* TASK DATA
• • • • • • •

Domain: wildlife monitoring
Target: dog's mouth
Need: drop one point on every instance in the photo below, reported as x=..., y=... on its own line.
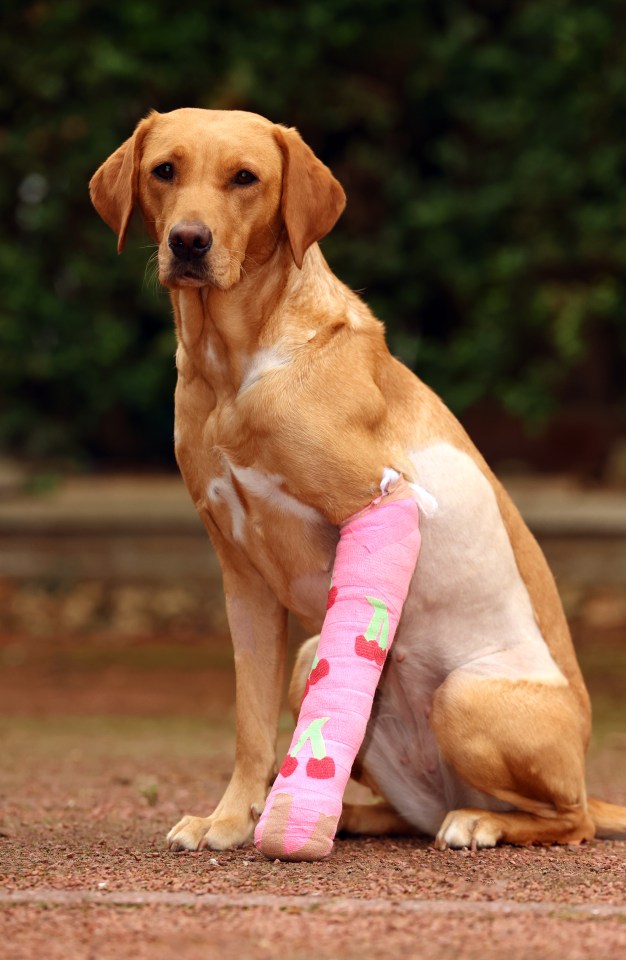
x=185, y=275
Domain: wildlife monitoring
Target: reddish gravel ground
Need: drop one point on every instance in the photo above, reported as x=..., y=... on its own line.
x=104, y=747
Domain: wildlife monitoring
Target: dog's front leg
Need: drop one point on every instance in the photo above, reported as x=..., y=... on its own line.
x=258, y=624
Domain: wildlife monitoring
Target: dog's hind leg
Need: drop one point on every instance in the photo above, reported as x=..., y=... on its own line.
x=521, y=742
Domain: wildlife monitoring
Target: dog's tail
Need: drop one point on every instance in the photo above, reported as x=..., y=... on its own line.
x=610, y=820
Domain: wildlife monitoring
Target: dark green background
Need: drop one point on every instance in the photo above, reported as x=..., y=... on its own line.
x=481, y=145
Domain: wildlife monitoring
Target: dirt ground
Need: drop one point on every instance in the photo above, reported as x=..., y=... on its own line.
x=106, y=744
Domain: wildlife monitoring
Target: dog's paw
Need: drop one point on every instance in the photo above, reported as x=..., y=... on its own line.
x=210, y=833
x=468, y=828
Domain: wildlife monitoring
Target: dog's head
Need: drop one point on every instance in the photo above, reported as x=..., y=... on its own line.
x=217, y=190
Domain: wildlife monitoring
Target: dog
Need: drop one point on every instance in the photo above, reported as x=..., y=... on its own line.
x=289, y=410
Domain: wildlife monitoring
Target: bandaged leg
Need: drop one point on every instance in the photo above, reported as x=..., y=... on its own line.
x=375, y=560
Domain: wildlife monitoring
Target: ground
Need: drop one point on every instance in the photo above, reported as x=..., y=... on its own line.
x=106, y=743
x=116, y=717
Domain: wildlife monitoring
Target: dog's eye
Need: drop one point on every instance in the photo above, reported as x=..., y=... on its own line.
x=244, y=178
x=164, y=171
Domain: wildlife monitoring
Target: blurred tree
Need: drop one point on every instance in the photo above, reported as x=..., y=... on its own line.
x=479, y=142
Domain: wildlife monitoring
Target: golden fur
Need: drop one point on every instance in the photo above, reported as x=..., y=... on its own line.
x=289, y=408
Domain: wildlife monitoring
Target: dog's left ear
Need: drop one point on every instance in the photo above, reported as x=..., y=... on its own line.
x=114, y=185
x=312, y=199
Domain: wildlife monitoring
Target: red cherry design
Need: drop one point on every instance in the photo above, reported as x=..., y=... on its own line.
x=322, y=769
x=369, y=649
x=289, y=765
x=332, y=596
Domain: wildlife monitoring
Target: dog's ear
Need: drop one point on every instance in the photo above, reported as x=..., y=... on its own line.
x=113, y=187
x=312, y=200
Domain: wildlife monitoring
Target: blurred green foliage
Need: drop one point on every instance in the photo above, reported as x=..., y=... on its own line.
x=480, y=142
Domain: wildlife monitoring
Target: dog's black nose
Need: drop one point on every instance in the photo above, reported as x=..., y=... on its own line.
x=190, y=241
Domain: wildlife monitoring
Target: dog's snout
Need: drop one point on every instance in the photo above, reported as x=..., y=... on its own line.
x=190, y=241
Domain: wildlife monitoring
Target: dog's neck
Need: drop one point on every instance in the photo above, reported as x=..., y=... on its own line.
x=221, y=332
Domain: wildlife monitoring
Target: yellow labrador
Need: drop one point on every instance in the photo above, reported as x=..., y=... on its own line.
x=289, y=408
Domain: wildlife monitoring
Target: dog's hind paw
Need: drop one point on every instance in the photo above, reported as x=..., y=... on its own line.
x=212, y=833
x=468, y=828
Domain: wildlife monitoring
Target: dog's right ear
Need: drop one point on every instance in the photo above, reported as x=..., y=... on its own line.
x=114, y=185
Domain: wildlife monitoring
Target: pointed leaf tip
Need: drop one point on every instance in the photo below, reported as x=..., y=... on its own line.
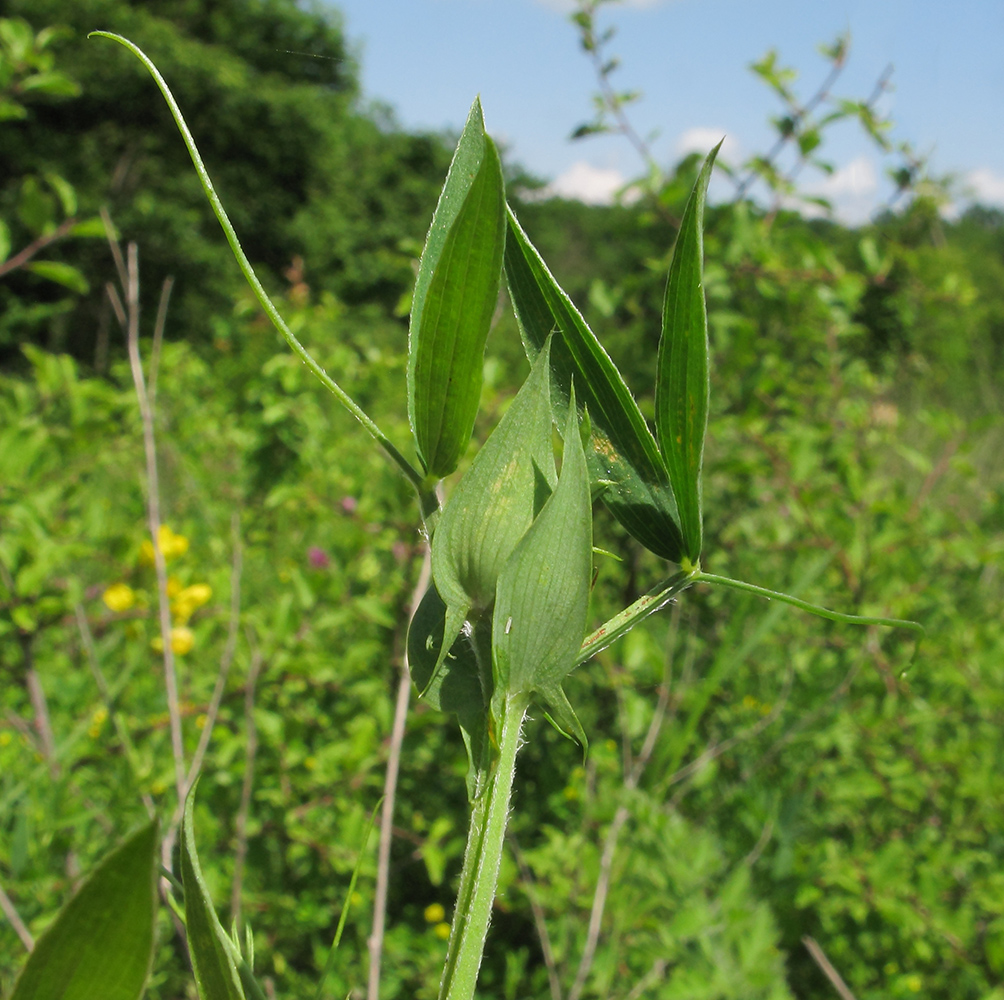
x=543, y=592
x=622, y=457
x=682, y=377
x=455, y=296
x=101, y=943
x=213, y=960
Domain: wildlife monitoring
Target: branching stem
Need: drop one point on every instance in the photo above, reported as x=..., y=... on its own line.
x=818, y=609
x=480, y=876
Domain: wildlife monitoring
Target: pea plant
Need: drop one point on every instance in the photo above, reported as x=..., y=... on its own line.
x=504, y=619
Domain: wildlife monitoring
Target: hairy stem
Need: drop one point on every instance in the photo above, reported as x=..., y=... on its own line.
x=390, y=789
x=480, y=876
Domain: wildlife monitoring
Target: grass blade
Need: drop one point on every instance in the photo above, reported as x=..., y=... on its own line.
x=455, y=296
x=213, y=960
x=329, y=963
x=543, y=594
x=623, y=455
x=101, y=944
x=682, y=386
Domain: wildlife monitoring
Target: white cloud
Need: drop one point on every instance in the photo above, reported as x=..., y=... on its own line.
x=567, y=6
x=851, y=189
x=986, y=187
x=585, y=183
x=703, y=139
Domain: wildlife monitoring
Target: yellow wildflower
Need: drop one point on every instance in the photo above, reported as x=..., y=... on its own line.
x=170, y=545
x=187, y=601
x=96, y=722
x=182, y=641
x=435, y=914
x=118, y=597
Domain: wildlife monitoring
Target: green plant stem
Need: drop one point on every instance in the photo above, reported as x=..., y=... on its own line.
x=624, y=620
x=823, y=612
x=480, y=876
x=413, y=474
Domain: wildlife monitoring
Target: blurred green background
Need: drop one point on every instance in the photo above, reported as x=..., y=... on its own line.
x=806, y=780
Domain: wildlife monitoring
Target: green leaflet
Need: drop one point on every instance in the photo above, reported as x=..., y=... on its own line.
x=623, y=453
x=463, y=685
x=455, y=296
x=682, y=382
x=543, y=594
x=101, y=944
x=493, y=505
x=213, y=959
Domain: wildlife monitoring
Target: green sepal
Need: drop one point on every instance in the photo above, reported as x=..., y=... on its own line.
x=542, y=597
x=624, y=463
x=455, y=295
x=493, y=506
x=682, y=379
x=463, y=685
x=213, y=954
x=101, y=943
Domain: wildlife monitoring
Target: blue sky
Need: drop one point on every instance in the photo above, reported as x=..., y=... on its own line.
x=428, y=58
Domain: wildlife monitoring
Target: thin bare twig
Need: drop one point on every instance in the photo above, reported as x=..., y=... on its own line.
x=227, y=659
x=155, y=352
x=375, y=941
x=36, y=246
x=213, y=709
x=653, y=976
x=87, y=642
x=819, y=957
x=539, y=922
x=116, y=252
x=20, y=928
x=620, y=816
x=39, y=707
x=154, y=513
x=765, y=834
x=716, y=751
x=241, y=850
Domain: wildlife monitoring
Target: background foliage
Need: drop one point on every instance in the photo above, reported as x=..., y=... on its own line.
x=805, y=780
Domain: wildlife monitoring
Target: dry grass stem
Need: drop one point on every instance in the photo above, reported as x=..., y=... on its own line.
x=375, y=942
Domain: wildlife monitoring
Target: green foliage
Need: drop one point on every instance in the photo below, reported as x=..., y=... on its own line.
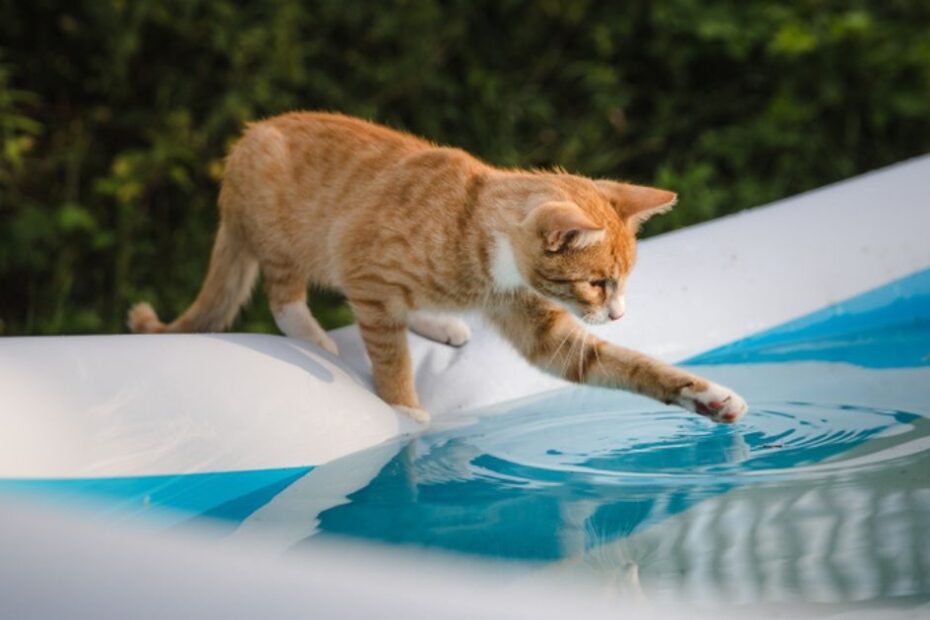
x=115, y=115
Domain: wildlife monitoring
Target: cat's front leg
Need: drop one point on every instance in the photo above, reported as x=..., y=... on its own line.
x=554, y=341
x=385, y=337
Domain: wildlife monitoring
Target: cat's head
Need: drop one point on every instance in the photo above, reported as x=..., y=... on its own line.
x=578, y=251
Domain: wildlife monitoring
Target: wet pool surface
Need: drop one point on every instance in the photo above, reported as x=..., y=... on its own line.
x=821, y=494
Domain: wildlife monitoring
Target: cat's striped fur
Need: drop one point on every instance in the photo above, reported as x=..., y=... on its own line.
x=404, y=227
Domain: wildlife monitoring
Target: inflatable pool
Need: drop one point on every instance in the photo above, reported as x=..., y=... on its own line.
x=816, y=308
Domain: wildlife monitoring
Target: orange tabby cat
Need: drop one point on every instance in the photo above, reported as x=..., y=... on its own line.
x=402, y=227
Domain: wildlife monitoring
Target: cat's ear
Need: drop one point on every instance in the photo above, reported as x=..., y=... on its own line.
x=636, y=203
x=563, y=226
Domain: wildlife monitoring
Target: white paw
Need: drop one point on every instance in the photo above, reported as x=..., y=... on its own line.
x=416, y=414
x=327, y=343
x=718, y=403
x=443, y=329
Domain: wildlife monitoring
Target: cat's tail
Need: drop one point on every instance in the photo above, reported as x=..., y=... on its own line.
x=228, y=284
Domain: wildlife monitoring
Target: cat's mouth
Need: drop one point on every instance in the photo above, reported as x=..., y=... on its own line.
x=594, y=318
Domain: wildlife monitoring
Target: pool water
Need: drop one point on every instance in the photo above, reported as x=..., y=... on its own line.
x=821, y=494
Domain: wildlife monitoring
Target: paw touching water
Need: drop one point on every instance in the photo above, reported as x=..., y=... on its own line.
x=716, y=402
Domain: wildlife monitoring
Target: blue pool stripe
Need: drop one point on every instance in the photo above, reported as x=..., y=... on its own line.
x=887, y=327
x=230, y=496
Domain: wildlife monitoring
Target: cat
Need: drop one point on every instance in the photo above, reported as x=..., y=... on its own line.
x=404, y=228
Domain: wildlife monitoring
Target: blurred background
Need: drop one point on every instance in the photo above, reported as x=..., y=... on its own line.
x=115, y=115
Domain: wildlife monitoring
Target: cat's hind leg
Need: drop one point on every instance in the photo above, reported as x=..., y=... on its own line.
x=287, y=295
x=440, y=328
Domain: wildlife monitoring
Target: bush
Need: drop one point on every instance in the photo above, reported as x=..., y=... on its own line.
x=115, y=116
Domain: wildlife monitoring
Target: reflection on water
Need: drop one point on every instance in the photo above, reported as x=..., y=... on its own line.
x=802, y=501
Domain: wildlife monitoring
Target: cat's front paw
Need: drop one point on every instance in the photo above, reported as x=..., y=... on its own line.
x=416, y=414
x=716, y=402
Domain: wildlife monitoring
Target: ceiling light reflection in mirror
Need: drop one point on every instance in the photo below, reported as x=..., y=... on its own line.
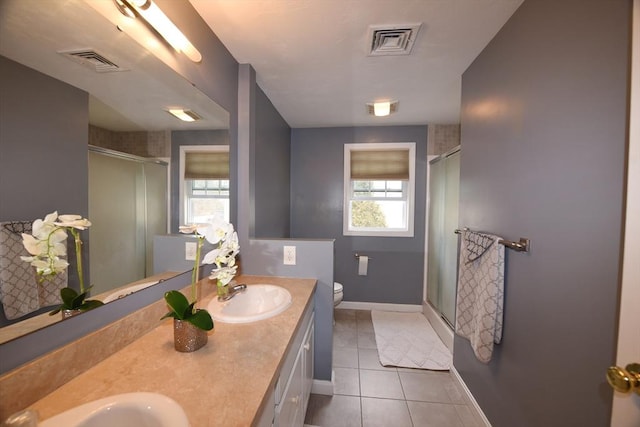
x=135, y=97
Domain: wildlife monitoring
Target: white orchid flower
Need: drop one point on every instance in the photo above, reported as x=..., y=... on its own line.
x=73, y=221
x=216, y=232
x=224, y=275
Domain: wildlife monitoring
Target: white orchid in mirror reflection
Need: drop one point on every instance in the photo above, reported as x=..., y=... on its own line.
x=222, y=234
x=48, y=248
x=48, y=245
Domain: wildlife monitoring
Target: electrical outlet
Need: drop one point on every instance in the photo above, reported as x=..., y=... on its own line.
x=289, y=255
x=190, y=251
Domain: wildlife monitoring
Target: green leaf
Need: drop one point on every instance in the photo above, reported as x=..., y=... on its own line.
x=169, y=314
x=177, y=303
x=68, y=296
x=78, y=301
x=90, y=304
x=201, y=319
x=188, y=312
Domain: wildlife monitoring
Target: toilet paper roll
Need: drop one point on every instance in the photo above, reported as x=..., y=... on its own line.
x=363, y=264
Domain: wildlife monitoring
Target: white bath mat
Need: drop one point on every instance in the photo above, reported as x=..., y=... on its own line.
x=407, y=340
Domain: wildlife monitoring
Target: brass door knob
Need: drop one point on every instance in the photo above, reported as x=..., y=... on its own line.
x=625, y=380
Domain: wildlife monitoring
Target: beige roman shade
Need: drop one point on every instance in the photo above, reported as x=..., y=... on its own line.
x=206, y=165
x=380, y=164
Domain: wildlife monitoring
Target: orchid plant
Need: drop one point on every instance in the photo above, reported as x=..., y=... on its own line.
x=218, y=233
x=48, y=249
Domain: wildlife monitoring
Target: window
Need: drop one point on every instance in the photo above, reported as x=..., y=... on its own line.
x=379, y=189
x=204, y=186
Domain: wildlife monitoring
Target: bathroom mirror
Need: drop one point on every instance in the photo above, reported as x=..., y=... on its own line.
x=129, y=89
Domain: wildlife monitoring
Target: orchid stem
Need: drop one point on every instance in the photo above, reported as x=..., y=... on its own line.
x=195, y=275
x=78, y=242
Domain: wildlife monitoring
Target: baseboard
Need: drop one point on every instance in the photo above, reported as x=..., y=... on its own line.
x=441, y=327
x=323, y=386
x=475, y=405
x=354, y=305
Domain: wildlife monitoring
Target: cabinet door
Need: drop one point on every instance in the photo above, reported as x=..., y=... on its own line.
x=307, y=380
x=289, y=412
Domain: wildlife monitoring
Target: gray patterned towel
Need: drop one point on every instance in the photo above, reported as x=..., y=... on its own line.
x=480, y=298
x=19, y=289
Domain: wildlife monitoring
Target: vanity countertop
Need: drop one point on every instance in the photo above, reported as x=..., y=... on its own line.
x=221, y=384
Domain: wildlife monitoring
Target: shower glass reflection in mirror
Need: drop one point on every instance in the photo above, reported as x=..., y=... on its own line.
x=204, y=183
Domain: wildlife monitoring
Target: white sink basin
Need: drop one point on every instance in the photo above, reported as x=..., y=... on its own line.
x=128, y=290
x=257, y=302
x=123, y=410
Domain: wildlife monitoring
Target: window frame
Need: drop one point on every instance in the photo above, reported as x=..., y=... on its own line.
x=348, y=190
x=184, y=149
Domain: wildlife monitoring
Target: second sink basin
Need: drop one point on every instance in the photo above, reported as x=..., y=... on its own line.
x=123, y=410
x=257, y=302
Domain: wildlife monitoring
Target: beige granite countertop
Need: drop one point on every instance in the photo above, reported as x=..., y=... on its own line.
x=222, y=384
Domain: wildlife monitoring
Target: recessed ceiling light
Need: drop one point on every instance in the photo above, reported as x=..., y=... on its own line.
x=184, y=115
x=382, y=108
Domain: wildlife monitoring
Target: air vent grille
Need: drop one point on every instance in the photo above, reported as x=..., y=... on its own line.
x=392, y=40
x=92, y=59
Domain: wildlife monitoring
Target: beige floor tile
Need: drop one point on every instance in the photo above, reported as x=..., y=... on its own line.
x=366, y=340
x=469, y=416
x=368, y=359
x=365, y=327
x=345, y=357
x=382, y=384
x=334, y=411
x=347, y=381
x=345, y=338
x=363, y=315
x=426, y=414
x=344, y=314
x=385, y=413
x=426, y=386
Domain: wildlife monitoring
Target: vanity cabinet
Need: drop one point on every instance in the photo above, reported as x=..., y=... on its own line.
x=293, y=387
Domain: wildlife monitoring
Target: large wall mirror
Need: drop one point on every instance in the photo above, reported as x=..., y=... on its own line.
x=68, y=74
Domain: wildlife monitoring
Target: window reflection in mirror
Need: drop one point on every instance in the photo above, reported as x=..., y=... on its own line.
x=204, y=183
x=136, y=98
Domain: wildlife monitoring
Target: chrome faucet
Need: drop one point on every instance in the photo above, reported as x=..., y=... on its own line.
x=233, y=290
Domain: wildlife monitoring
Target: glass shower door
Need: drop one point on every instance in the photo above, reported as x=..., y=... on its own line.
x=442, y=267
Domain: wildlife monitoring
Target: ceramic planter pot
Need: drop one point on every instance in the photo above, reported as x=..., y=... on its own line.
x=188, y=338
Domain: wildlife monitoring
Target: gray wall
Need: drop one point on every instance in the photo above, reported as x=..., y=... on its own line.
x=271, y=180
x=544, y=126
x=188, y=137
x=44, y=126
x=314, y=259
x=395, y=273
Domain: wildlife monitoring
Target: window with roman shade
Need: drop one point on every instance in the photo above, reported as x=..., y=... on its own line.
x=204, y=175
x=379, y=187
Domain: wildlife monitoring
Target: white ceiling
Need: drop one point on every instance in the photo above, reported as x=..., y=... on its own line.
x=311, y=56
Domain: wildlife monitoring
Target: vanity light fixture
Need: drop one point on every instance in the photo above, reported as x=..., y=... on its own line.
x=152, y=14
x=382, y=108
x=184, y=115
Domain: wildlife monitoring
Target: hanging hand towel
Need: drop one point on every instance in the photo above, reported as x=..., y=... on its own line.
x=480, y=297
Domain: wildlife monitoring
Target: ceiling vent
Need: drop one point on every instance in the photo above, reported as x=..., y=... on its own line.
x=392, y=39
x=92, y=59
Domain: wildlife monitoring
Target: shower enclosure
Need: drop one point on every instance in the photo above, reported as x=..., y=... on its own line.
x=128, y=198
x=442, y=247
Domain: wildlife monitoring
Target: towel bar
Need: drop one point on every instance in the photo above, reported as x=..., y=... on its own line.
x=357, y=255
x=523, y=245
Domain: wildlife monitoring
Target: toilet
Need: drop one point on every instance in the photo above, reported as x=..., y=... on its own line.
x=337, y=293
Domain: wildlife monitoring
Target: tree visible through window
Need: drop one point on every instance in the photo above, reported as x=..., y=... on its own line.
x=379, y=189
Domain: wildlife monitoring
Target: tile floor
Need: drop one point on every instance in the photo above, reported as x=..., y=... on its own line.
x=367, y=394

• • • • • • •

Count each line of the material above that holds the word "background", and state the total with no other text.

* RESULT BELOW
4